### [Exercise instructions]
How many lines in the entries below contain "light"? Answer with the number only.

### [Material to process]
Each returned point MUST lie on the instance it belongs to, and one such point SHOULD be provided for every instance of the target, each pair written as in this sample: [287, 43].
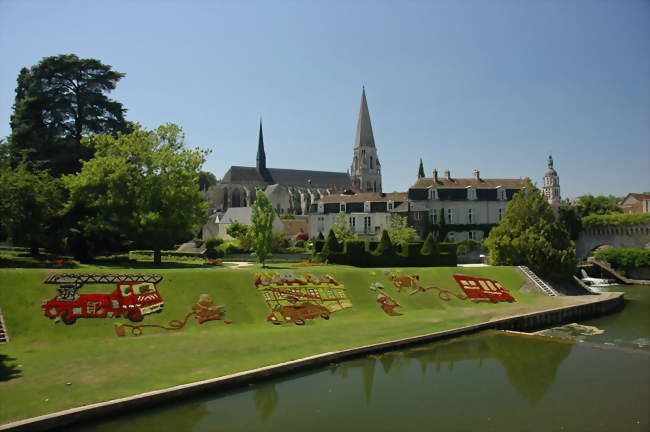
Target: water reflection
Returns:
[265, 400]
[530, 362]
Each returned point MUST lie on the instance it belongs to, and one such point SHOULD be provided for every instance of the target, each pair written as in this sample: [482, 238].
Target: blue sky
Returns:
[494, 85]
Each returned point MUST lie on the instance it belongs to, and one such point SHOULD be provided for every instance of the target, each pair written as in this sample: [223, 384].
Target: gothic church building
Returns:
[293, 191]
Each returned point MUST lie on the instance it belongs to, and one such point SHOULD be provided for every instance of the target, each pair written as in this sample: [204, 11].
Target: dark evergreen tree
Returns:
[441, 231]
[58, 101]
[529, 235]
[429, 247]
[332, 245]
[385, 245]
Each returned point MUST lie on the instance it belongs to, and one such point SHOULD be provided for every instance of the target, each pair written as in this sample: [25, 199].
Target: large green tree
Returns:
[261, 232]
[342, 230]
[58, 101]
[29, 201]
[529, 235]
[399, 230]
[142, 186]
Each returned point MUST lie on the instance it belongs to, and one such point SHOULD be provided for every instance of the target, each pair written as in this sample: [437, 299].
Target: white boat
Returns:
[596, 282]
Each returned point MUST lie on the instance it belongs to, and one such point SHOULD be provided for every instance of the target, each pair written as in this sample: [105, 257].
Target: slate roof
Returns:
[295, 226]
[288, 177]
[363, 197]
[414, 206]
[458, 183]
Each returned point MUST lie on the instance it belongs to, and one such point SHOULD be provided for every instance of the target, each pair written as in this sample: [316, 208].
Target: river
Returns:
[591, 377]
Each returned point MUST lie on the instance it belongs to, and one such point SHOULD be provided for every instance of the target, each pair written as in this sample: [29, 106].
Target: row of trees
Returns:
[76, 176]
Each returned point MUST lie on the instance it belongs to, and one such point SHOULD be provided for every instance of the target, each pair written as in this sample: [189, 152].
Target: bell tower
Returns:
[551, 187]
[365, 171]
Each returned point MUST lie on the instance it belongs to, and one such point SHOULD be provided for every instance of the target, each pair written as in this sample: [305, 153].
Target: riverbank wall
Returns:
[589, 307]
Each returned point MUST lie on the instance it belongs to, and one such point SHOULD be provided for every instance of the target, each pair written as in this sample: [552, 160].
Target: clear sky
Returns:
[495, 85]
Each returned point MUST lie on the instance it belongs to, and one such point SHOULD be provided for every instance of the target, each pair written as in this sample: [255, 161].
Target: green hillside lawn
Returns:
[43, 355]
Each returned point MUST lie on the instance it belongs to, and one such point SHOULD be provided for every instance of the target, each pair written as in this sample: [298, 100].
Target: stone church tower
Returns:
[365, 172]
[551, 188]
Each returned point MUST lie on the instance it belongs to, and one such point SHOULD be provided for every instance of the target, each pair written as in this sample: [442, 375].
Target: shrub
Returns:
[625, 258]
[318, 245]
[429, 247]
[237, 230]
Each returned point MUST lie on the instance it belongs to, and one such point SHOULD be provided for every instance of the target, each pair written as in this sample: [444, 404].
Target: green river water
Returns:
[594, 376]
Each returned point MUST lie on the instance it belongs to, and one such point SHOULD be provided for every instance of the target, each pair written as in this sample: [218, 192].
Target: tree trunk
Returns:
[33, 249]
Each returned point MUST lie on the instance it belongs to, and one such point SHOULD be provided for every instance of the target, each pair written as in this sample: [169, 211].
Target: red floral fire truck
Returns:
[483, 289]
[134, 297]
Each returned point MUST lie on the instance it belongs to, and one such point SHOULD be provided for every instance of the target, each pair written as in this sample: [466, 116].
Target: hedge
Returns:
[165, 253]
[616, 219]
[625, 258]
[357, 253]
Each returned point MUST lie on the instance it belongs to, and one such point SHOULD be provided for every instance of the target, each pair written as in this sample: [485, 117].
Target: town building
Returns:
[366, 214]
[636, 203]
[551, 184]
[470, 206]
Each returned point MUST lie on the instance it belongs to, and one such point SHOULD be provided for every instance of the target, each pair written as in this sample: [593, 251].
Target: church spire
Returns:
[421, 170]
[261, 155]
[364, 136]
[365, 172]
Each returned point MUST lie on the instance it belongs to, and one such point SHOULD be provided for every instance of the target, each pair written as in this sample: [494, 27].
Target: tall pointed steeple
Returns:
[365, 172]
[364, 136]
[261, 155]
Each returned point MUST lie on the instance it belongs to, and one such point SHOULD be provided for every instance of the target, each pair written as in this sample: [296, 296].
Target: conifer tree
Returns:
[385, 245]
[58, 101]
[442, 226]
[261, 231]
[429, 247]
[529, 235]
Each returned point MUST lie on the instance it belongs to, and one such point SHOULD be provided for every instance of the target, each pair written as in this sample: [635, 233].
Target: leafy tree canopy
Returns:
[28, 203]
[141, 185]
[600, 205]
[237, 230]
[206, 179]
[58, 101]
[568, 216]
[342, 229]
[400, 232]
[261, 233]
[530, 236]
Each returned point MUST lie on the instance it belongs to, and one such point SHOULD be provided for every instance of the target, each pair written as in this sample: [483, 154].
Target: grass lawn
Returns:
[43, 355]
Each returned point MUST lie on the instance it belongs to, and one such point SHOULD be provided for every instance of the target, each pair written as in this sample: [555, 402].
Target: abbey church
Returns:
[293, 191]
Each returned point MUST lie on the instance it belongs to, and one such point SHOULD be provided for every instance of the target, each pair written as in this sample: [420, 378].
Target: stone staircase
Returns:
[4, 336]
[537, 281]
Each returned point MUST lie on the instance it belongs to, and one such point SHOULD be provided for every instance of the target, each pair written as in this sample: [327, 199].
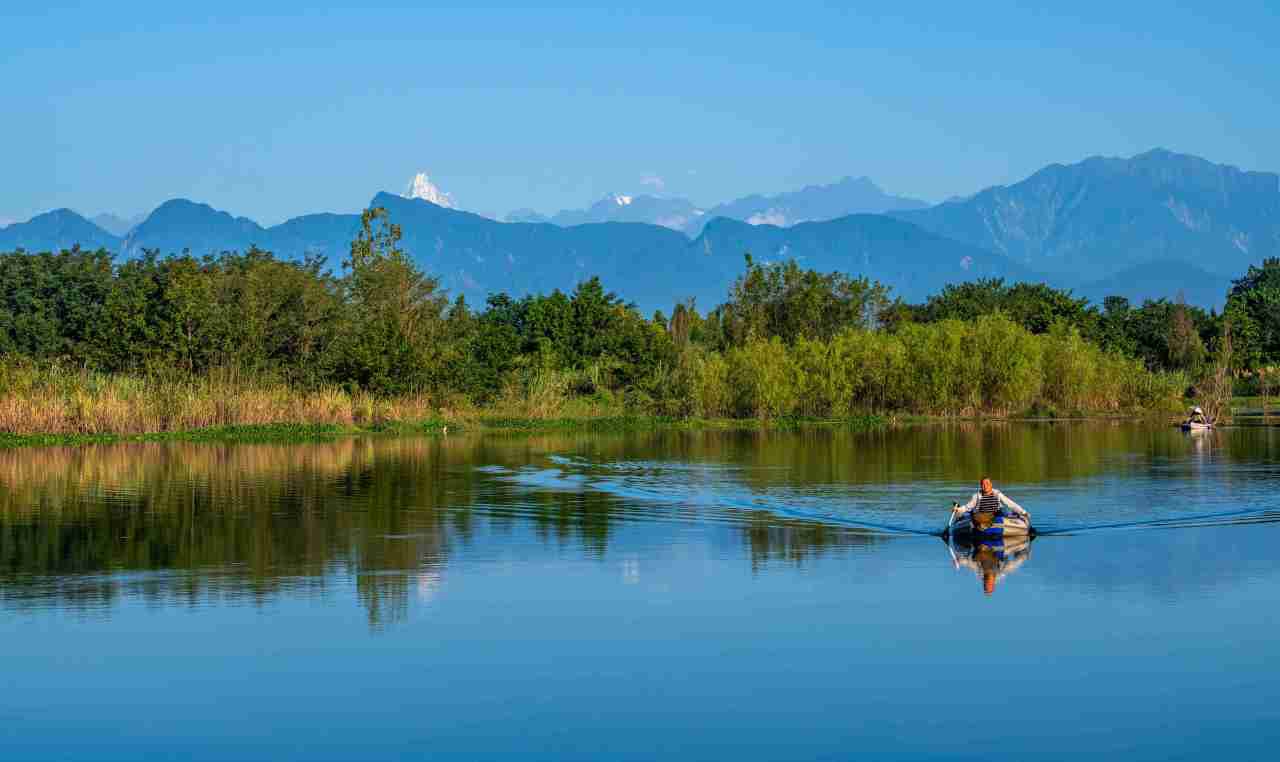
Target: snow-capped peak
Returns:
[423, 187]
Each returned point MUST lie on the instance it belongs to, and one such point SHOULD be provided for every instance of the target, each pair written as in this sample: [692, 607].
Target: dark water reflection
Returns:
[766, 594]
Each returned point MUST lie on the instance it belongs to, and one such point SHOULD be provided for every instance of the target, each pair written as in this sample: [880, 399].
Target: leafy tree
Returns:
[394, 314]
[1034, 306]
[786, 301]
[1253, 311]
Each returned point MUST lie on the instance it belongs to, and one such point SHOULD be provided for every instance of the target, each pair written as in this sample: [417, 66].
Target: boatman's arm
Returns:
[1009, 503]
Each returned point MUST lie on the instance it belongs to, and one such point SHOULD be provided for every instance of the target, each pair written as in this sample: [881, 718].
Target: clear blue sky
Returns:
[273, 110]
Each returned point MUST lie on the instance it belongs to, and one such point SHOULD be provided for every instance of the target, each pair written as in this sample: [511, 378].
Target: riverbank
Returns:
[54, 405]
[305, 432]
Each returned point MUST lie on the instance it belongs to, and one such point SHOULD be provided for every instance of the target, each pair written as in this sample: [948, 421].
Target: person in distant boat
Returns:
[992, 502]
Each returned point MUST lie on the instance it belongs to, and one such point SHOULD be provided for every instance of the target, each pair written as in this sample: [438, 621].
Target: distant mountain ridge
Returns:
[812, 204]
[809, 204]
[1143, 227]
[1100, 217]
[677, 214]
[56, 229]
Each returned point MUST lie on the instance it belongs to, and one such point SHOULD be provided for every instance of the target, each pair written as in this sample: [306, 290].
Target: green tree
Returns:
[388, 341]
[1253, 311]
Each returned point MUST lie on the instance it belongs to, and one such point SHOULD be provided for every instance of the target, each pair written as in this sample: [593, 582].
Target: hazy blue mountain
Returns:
[56, 229]
[314, 235]
[810, 204]
[115, 224]
[914, 261]
[526, 215]
[186, 226]
[1143, 227]
[1097, 218]
[1162, 279]
[676, 214]
[474, 255]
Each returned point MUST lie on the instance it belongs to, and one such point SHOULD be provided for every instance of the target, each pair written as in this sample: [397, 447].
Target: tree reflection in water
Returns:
[82, 528]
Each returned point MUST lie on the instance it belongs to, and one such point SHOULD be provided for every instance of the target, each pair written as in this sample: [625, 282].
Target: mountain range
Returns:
[809, 204]
[1151, 226]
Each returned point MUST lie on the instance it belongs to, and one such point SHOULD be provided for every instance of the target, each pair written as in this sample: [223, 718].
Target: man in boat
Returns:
[990, 502]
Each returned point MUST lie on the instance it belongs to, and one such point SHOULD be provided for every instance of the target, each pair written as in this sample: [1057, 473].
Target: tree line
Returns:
[787, 341]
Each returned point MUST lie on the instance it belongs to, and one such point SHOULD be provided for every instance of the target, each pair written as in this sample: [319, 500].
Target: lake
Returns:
[662, 594]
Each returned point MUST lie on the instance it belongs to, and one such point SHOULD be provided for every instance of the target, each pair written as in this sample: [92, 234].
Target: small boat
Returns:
[1001, 525]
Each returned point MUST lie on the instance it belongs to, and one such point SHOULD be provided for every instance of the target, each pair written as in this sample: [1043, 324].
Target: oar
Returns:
[955, 507]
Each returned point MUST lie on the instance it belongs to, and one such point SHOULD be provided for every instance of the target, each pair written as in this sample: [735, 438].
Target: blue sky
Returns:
[270, 110]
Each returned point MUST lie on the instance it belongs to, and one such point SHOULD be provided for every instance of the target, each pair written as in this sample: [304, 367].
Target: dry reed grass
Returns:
[56, 400]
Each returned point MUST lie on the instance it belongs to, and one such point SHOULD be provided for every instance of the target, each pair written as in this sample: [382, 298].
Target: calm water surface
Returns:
[757, 596]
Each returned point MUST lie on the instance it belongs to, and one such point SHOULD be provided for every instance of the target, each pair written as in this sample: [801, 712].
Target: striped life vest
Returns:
[988, 503]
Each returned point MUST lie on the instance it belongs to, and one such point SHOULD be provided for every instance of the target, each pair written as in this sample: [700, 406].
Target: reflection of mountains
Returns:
[181, 523]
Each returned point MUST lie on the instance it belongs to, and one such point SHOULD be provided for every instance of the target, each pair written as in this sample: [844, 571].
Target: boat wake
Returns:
[726, 492]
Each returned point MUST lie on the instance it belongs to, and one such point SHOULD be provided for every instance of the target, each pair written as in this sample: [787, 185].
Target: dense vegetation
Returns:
[77, 327]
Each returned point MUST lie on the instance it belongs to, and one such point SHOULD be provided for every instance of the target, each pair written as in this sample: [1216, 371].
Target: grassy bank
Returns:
[54, 404]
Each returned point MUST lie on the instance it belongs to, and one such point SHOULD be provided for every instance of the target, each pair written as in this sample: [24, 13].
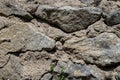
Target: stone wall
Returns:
[59, 39]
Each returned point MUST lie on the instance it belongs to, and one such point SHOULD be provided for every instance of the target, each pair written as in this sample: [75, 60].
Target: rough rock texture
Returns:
[69, 18]
[59, 39]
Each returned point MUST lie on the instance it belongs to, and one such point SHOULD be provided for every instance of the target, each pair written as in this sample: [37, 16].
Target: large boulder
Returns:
[22, 37]
[69, 18]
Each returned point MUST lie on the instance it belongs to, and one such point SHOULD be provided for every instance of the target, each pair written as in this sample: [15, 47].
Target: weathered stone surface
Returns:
[24, 37]
[96, 29]
[113, 18]
[69, 18]
[12, 8]
[12, 70]
[79, 71]
[102, 50]
[109, 5]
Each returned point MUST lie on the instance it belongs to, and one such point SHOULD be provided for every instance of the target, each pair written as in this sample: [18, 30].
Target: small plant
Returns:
[62, 75]
[51, 68]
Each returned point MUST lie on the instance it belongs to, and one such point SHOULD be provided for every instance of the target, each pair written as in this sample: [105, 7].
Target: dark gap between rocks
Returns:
[107, 67]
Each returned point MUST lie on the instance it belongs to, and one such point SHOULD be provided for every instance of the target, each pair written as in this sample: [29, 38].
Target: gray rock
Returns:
[8, 9]
[69, 18]
[24, 37]
[103, 50]
[12, 70]
[79, 71]
[113, 18]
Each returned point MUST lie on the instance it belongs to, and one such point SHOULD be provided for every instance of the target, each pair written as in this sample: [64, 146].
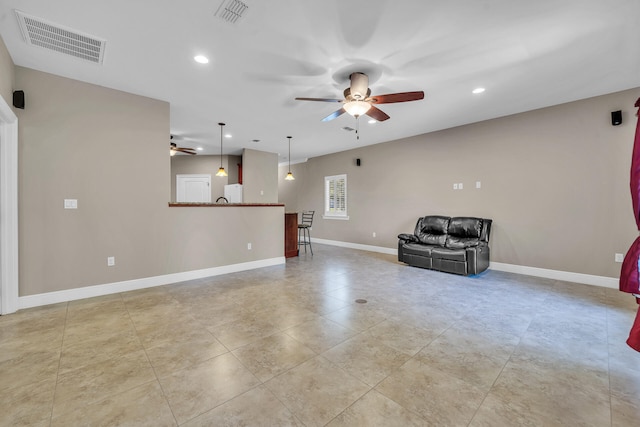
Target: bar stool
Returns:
[305, 226]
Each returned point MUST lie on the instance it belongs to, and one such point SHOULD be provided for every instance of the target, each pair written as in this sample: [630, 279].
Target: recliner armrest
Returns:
[412, 238]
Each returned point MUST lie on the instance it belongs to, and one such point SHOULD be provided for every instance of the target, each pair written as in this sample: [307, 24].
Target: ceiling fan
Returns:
[174, 149]
[358, 100]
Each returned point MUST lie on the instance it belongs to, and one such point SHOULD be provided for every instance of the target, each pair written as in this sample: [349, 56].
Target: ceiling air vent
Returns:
[38, 32]
[231, 10]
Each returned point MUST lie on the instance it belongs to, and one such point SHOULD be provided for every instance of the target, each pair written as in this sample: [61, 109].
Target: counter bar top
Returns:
[223, 205]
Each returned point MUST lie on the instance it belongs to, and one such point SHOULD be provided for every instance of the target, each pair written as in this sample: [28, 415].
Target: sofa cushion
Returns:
[450, 254]
[455, 242]
[417, 249]
[465, 227]
[432, 230]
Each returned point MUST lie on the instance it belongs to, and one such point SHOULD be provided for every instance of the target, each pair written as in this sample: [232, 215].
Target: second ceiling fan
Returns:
[358, 100]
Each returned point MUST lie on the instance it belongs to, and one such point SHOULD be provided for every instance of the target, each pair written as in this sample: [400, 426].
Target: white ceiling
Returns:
[527, 54]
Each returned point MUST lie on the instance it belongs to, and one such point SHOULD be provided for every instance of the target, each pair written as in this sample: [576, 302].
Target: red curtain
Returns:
[629, 276]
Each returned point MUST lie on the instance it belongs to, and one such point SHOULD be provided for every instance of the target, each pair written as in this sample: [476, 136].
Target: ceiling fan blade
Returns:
[376, 113]
[319, 99]
[397, 97]
[185, 150]
[335, 114]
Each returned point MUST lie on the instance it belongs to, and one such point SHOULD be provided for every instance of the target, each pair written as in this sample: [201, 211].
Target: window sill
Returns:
[342, 218]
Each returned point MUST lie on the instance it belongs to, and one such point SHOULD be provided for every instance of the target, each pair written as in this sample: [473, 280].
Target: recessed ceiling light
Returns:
[201, 59]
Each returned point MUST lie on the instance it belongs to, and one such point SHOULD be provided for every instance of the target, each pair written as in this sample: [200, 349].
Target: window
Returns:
[335, 197]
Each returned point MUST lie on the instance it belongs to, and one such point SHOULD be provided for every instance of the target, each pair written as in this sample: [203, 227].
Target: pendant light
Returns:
[221, 171]
[289, 176]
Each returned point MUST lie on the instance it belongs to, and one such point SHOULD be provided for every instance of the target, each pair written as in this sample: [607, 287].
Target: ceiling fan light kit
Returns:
[357, 108]
[221, 171]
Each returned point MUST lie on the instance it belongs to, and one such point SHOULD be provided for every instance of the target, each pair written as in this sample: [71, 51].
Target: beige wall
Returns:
[108, 149]
[259, 176]
[6, 74]
[555, 182]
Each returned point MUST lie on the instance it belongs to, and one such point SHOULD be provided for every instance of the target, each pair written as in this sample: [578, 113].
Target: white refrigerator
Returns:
[233, 193]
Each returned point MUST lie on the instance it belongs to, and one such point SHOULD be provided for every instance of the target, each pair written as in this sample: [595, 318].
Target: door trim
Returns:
[8, 209]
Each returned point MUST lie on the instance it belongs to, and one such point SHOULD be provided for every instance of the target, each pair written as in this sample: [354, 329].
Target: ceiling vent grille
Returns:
[231, 10]
[38, 32]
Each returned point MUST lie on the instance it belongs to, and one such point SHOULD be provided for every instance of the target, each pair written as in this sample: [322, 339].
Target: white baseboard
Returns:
[379, 249]
[146, 282]
[567, 276]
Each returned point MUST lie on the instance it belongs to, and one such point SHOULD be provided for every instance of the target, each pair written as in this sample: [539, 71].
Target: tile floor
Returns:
[288, 345]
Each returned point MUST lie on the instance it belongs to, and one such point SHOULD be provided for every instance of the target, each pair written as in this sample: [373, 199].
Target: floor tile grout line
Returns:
[55, 387]
[164, 394]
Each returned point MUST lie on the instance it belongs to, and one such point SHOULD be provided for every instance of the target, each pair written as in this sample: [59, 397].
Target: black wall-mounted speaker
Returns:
[18, 99]
[616, 118]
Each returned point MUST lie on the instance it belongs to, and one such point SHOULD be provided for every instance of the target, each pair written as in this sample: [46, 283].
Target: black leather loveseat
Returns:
[457, 245]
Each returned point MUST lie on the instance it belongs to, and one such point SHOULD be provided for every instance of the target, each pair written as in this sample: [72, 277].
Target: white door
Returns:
[193, 188]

### [Task output]
3